SOURCE EXTRACT:
###
Mounted at /content/drive


In [None]:
# ==== CONFIG ====
BASE_DIR = "/content/drive/MyDrive/ai4trade"  # change if needed
FEATURES_TRAIN = f"{BASE_DIR}/data/features/features_train_h2.parquet"
FEATURES_TEST  = f"{BASE_DIR}/data/features/features_test_h2.parquet"

MODEL_NAME = "lgbm_tweedie"
RUN_ID = "run_h2_"  # will append datetime

# Tweedie variance power sweep
POWER_GRID = [1.2, 1.35, 1.5]

# Random seed
SEED = 42

# ==== IMPORTS ====
import os, json, math, time, datetime as dt
import numpy as np
import pandas as pd

# LightGBM (CPU wheel; no source build)
try:
    import lightgbm as lgb
except Exception as e:
    !pip -q install lightgbm
    import lightgbm as lgb

from sklearn.metrics import mean_absolute_error

In [None]:
from pathlib import Path

paths = [
    f"{BASE_DIR}/models/{MODEL_NAME}",
    f"{BASE_DIR}/predictions/oof",
    f"{BASE_DIR}/predictions/forecast",
    f"{BASE_DIR}/logs/runs",
]
for p in paths:
    Path(p).mkdir(parents=True, exist_ok=True)

RUN_ID = RUN_ID + dt.datetime.now().strftime("%Y%m%d_%H%M%S")
print("RUN_ID:", RUN_ID)

RUN_ID: run_h2_20251023_165145


In [None]:
def smape(y_true, y_pred, eps=1.0):
    y_true = np.asarray(y_true, dtype=float)
    y_pred = np.asarray(y_pred, dtype=float)
    # Floor negatives and tiny values for stability
    y_true = np.clip(y_true, 0.0, None)
    y_pred = np.clip(y_pred, 0.0, None)
    denom = np.maximum(np.abs(y_true) + np.abs(y_pred), eps)
    return np.mean(2.0 * np.abs(y_true - y_pred) / denom)

def now():
    return dt.datetime.now().strftime("%Y-%m-%d %H:%M:%S")

In [None]:
train = pd.read_parquet(FEATURES_TRAIN)
test  = pd.read_parquet(FEATURES_TEST)

# Expected identifier schema (at HS-6 level)
id_cols = ["origin","destination","hs6","trade_flow","month"]
target_col = "y_target"  # per h=2 policy

# Basic sanity
assert set(id_cols).issubset(train.columns), "Missing id columns in train!"
assert target_col in train.columns, "Missing y_target in train!"
assert set(id_cols).issubset(test.columns), "Missing id columns in test!"
###
REQUIRED TASK 1:
Recast the object-pointing listing as a Markdown table with the columns Row and Line, giving each non-blank line its own row.
This listing is unrelated to the LightGBM notebook above.

Dataset excerpts: object pointing
###
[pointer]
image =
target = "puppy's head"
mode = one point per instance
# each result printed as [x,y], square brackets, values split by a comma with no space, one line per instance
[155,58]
###
REQUIRED TASK 2:
Carry on the LightGBM Tweedie notebook from its final line.

EXERCISE RESPONSE 1:
| Row | Line |
|---|---|
| 1 | [pointer] |
| 2 | image = |
| 3 | target = "puppy's head" |
| 4 | mode = one point per instance |
| 5 | # each result printed as [x,y], square brackets, values split by a comma with no space, one line per instance |
| 6 | [155,58] |

EXERCISE RESPONSE 2:
print("Train shape:", train.shape, " Test shape:", test.shape)
print("Train month range:", train["month"].min(), "→", train["month"].max())
print("Test  month unique:", sorted(test["month"].unique()))

Train shape: (5979239, 42)  Test shape: (320208, 42)
Train month range: 2023-01-01 00:00:00 → 2024-08-01 00:00:00
Test  month unique: [Timestamp('2024-08-01 00:00:00')]


In [None]:
# Explicit validation target months (y_target dates) per policy doc
val_target_months = [
    pd.Timestamp("2023-09-01"),
    pd.Timestamp("2024-03-01"),
    pd.Timestamp("2024-09-01"),
]

folds = []
for vm in val_target_months:
    # Because target=y(t+2), the feature row month 't' that predicts 'y_target' at 'vm' is t = vm - 2 months
    t_feat_month = (vm - pd.offsets.MonthBegin(1)) - pd.offsets.MonthBegin(1)
    t_feat_month = pd.Timestamp(vm) - pd.DateOffset(months=2)
    # Train uses all rows with feature month <= t_feat_month (i.e., data available up to t)
    train_mask = train["month"] <= t_feat_month
    valid_mask = train["month"] == t_feat_month  # rows whose target is vm
    folds.append((train_mask.values, valid_mask.values, vm))

for i, (_, _, vm) in enumerate(folds, 1):
    print(f"Fold {i}: validate y_target at {vm.date()} (features from t={vm - pd.DateOffset(months=2)})")

Fold 1: validate y_target at 2023-09-01 (features from t=2023-07-01 00:00:00)
Fold 2: validate y_target at 2024-03-01 (features from t=2024-01-01 00:00:00)
Fold 3: validate y_target at 2024-09-01 (features from t=2024-07-01 00:00:00)


In [None]:
# Exclude id + target + any non-numeric
exclude = set(id_cols + [target_col])
num_cols = [c for c in train.columns if c not in exclude and pd.api.types.is_numeric_dtype(train[c])]

# Optional sample weights to balance scale (if ma_12 exists per schema)
weight_col = "ma_12" if "ma_12" in train.columns else None

print("Num features:", len(num_cols))
print("First 10:", num_cols[:10])
print("Weight column:", weight_col)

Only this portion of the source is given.